*SELECTED PASSAGE:*
It’s not Christian Ponder’s fault the Vikings took him too high. It’s not Jake Locker’s fault that Vince Young’s tantrums and lockout uncertainty left the Titans desperate for a quarterback.
But life in the NFL isn’t always fair, and the NFL minted four new “franchise quarterbacks” in the top 12 picks on Thursday night that aren’t likely to be ready for the role.
Cam Newton, Blaine Gabbert, Locker, and Ponder will have to overcome a lot to become successful pros, starting with unfair expectations created because their teams reached too high to take them.
Newton has all the raw talent in the world, but the Panthers will have to be patient and build the team around his unique skills. He’ll have to learn how to overcome adversity, but he’s the one guy in this group that would have gone high in any draft.
Locker is coming off a very disappointing senior season and faces serious questions about his accuracy. The Titans chose him at No. 8 over Blaine Gabbert because Locker is such a good athlete and they love his intangibles. Vince Young was also a better athlete than a passer.

*DATA UNDER STUDY:*
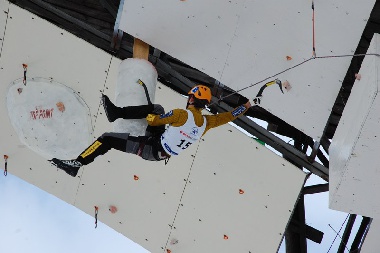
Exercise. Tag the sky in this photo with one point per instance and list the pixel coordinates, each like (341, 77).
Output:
(32, 221)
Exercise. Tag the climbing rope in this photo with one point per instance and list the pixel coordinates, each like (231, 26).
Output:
(313, 21)
(25, 66)
(6, 165)
(290, 68)
(96, 216)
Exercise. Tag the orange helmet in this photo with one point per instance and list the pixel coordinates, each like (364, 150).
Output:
(201, 92)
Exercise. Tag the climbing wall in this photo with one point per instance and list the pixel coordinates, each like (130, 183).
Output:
(354, 170)
(371, 243)
(212, 198)
(241, 43)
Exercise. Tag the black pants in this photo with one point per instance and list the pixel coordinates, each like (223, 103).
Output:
(147, 147)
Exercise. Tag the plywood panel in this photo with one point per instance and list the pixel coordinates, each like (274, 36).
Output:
(50, 53)
(354, 171)
(242, 42)
(155, 202)
(229, 196)
(371, 243)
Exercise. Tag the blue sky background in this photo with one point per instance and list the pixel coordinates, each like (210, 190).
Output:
(34, 221)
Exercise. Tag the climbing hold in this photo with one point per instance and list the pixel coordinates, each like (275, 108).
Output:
(113, 209)
(286, 85)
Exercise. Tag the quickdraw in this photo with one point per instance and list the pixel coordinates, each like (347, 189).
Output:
(6, 165)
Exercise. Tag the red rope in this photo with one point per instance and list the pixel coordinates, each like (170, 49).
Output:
(96, 216)
(6, 165)
(25, 66)
(313, 19)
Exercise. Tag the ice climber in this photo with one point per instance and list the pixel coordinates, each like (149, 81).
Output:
(184, 128)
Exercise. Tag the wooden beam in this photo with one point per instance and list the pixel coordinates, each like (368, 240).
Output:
(318, 188)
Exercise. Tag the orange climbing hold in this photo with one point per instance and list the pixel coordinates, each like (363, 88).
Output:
(113, 209)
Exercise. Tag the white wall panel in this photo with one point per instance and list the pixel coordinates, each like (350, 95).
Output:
(45, 48)
(371, 243)
(354, 172)
(164, 203)
(3, 18)
(242, 42)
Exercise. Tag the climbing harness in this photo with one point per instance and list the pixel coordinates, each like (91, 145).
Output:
(6, 165)
(146, 91)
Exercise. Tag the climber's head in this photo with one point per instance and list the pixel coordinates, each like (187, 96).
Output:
(199, 96)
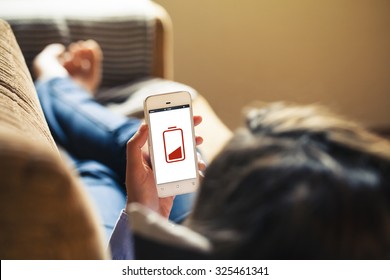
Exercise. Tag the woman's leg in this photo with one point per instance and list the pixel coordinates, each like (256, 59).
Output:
(79, 124)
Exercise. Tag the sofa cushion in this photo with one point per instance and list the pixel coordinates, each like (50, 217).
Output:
(124, 29)
(44, 212)
(20, 110)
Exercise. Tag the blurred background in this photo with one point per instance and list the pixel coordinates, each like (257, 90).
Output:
(334, 52)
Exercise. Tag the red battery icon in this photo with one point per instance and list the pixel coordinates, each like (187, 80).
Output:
(174, 144)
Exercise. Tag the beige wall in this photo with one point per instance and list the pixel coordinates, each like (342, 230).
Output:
(334, 52)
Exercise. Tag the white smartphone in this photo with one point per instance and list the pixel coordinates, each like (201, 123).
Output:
(172, 145)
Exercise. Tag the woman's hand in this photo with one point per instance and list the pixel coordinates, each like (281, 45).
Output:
(140, 183)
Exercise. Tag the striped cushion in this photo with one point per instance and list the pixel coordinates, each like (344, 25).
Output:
(124, 29)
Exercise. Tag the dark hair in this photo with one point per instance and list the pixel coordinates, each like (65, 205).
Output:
(297, 183)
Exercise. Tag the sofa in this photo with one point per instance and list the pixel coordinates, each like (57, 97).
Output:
(45, 212)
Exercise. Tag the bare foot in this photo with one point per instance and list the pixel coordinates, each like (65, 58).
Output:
(47, 64)
(83, 61)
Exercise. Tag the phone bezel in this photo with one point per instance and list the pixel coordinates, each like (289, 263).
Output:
(166, 100)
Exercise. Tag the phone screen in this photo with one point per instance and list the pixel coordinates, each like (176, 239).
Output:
(173, 145)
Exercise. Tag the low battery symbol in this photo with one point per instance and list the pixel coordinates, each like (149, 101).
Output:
(174, 144)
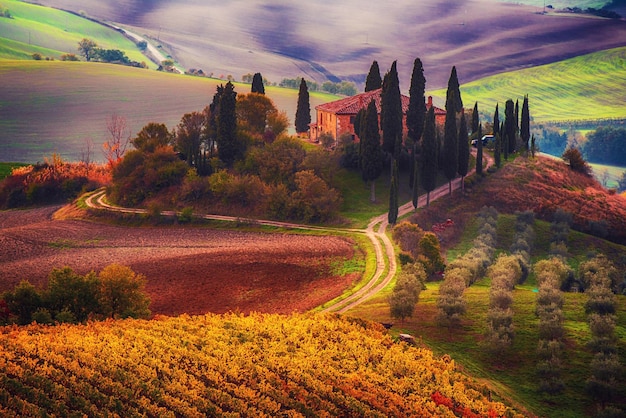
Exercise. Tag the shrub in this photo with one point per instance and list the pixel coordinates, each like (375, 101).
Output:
(23, 301)
(122, 293)
(574, 158)
(73, 292)
(450, 303)
(407, 235)
(42, 316)
(431, 250)
(313, 200)
(405, 294)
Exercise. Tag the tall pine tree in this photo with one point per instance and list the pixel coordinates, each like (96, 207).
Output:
(463, 142)
(525, 124)
(373, 80)
(391, 113)
(257, 84)
(228, 145)
(303, 111)
(450, 138)
(416, 114)
(429, 155)
(371, 154)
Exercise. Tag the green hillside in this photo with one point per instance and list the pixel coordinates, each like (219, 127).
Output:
(588, 87)
(52, 33)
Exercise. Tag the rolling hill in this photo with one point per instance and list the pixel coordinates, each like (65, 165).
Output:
(588, 87)
(53, 33)
(322, 40)
(58, 106)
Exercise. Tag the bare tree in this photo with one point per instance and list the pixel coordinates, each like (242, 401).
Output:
(118, 138)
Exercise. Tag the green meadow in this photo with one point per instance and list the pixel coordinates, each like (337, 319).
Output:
(591, 86)
(514, 374)
(53, 32)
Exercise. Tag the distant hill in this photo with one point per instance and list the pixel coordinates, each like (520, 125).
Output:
(54, 106)
(588, 87)
(53, 33)
(322, 40)
(542, 185)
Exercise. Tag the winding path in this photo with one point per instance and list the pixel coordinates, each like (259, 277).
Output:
(375, 231)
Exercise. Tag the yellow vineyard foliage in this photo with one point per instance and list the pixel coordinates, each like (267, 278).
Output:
(230, 365)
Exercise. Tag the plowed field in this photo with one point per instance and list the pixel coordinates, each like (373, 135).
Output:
(189, 269)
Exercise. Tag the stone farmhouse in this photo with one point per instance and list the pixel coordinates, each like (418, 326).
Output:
(337, 118)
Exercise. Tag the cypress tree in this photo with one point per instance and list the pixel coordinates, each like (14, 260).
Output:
(475, 120)
(453, 88)
(429, 155)
(416, 113)
(257, 84)
(303, 111)
(371, 154)
(496, 121)
(479, 151)
(392, 216)
(517, 117)
(391, 115)
(416, 172)
(450, 147)
(510, 125)
(497, 150)
(229, 148)
(358, 120)
(373, 80)
(463, 142)
(525, 124)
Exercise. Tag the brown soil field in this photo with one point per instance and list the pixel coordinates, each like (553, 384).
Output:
(188, 269)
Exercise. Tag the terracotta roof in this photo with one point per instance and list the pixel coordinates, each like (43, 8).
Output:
(351, 105)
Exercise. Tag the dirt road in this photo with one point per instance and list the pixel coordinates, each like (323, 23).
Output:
(375, 231)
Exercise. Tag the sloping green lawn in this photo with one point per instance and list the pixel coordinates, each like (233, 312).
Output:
(32, 27)
(591, 86)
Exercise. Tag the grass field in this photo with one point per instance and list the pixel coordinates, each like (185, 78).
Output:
(54, 106)
(6, 168)
(53, 33)
(610, 173)
(514, 374)
(591, 86)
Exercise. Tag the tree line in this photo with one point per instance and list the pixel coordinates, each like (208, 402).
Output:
(115, 292)
(234, 155)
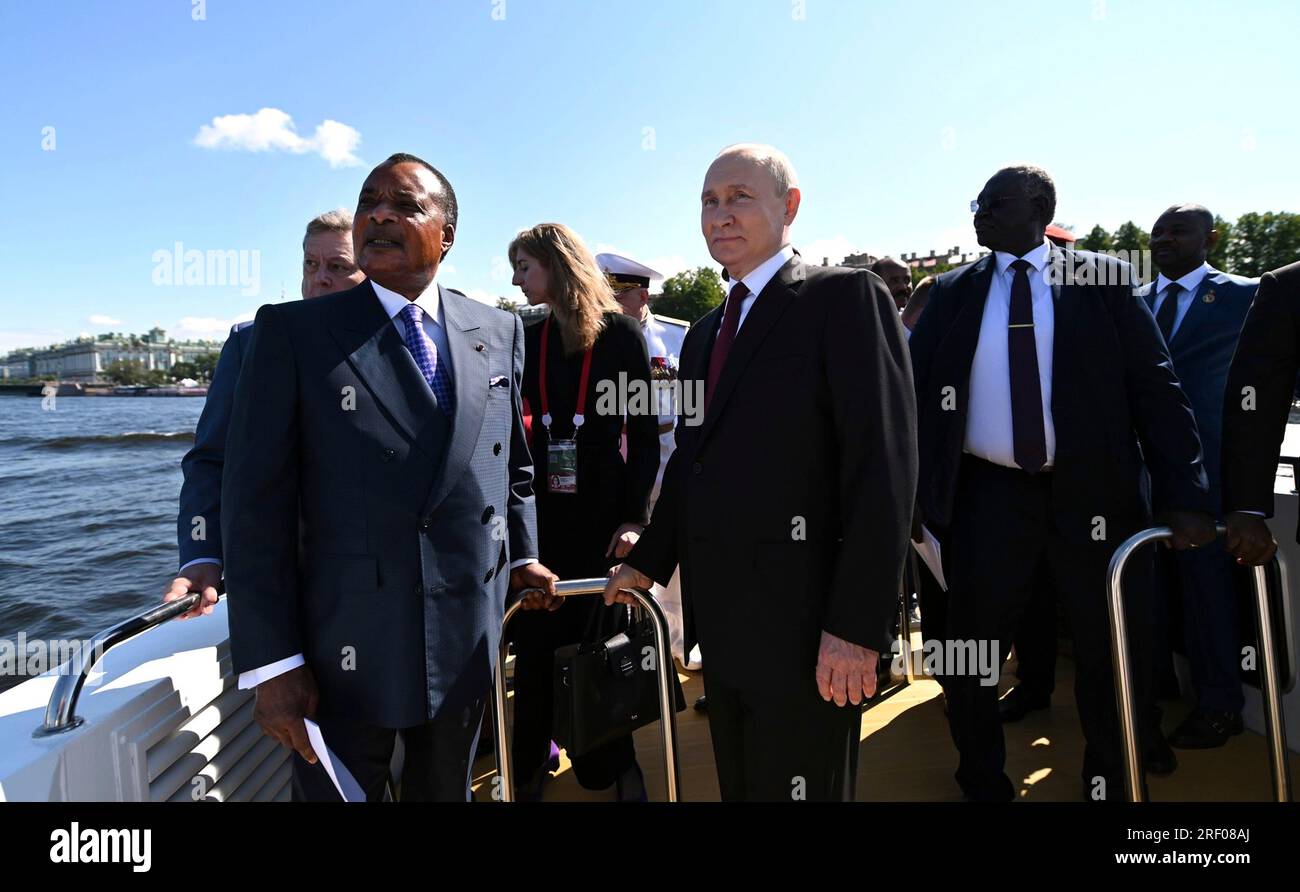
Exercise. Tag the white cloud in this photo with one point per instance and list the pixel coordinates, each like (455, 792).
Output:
(272, 130)
(200, 328)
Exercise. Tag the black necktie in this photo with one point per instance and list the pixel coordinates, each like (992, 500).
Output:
(1028, 437)
(1168, 311)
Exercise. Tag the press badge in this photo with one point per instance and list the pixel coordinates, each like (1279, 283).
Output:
(562, 466)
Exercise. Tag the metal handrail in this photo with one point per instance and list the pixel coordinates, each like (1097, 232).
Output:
(1270, 684)
(61, 709)
(667, 708)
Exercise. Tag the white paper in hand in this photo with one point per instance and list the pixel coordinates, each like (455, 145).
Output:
(928, 551)
(343, 780)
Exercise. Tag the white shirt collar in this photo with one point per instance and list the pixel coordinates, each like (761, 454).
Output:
(1038, 258)
(758, 277)
(393, 302)
(1190, 282)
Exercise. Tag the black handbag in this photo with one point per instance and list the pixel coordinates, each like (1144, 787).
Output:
(609, 688)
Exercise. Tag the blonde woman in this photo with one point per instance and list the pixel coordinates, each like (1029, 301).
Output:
(590, 502)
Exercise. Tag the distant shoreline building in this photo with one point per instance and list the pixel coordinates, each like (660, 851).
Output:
(954, 258)
(85, 359)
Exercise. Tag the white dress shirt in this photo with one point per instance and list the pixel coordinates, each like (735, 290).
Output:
(988, 420)
(434, 325)
(1190, 282)
(758, 278)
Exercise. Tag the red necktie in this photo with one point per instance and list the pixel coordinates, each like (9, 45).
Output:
(726, 336)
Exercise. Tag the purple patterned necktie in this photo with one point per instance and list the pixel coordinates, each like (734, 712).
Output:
(425, 355)
(726, 336)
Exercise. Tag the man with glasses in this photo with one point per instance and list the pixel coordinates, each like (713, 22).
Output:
(1038, 375)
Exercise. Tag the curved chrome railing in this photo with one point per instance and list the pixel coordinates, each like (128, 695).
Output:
(1270, 682)
(61, 709)
(667, 708)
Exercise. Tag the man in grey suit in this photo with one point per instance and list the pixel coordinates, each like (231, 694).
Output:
(328, 267)
(377, 505)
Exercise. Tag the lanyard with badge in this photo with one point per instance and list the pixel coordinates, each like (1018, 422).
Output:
(562, 454)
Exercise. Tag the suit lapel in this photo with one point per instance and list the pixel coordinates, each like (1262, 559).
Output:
(1197, 310)
(962, 336)
(1067, 320)
(765, 312)
(376, 351)
(469, 379)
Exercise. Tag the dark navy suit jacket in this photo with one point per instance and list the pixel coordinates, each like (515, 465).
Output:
(200, 493)
(1126, 436)
(362, 527)
(1201, 349)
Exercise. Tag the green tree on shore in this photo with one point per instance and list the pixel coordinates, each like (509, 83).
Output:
(690, 294)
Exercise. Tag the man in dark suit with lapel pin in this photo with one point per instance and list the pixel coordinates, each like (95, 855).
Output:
(1200, 312)
(1045, 397)
(788, 502)
(1261, 385)
(377, 505)
(328, 267)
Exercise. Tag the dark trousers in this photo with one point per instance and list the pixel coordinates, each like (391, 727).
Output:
(1002, 533)
(1036, 641)
(1210, 627)
(780, 747)
(437, 766)
(537, 633)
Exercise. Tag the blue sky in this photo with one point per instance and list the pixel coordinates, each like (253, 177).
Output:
(602, 116)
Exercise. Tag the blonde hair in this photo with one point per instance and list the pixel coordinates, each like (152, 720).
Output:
(577, 291)
(768, 157)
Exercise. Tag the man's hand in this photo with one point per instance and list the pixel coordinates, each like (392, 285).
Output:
(1248, 538)
(536, 576)
(845, 671)
(199, 577)
(624, 537)
(1191, 528)
(282, 704)
(624, 576)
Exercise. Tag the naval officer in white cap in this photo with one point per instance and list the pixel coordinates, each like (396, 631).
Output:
(664, 337)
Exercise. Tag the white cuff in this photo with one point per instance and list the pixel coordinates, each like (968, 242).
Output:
(252, 678)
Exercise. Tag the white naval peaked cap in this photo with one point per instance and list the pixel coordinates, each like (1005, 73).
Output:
(625, 269)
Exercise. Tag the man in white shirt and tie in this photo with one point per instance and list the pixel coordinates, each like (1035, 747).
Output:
(1200, 312)
(1038, 373)
(664, 336)
(788, 506)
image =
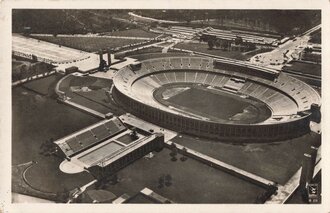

*WHAT YOU NEED TO DO:*
1 – Transcribe the commentary on the quarterback draft picks between "Locker is coming" and "than a passer.", inclusive.
2 – According to the commentary on the quarterback draft picks, why did the Titans select Locker at No. 8 over Blaine Gabbert? Answer in one to three sentences.

*RESPONSES TO THE EXERCISE:*
1 –
Locker is coming off a very disappointing senior season and faces serious questions about his accuracy. The Titans chose him at No. 8 over Blaine Gabbert because Locker is such a good athlete and they love his intangibles. Vince Young was also a better athlete than a passer.

2 – The Titans chose Locker over Blaine Gabbert because Locker is such a good athlete and because they love his intangibles.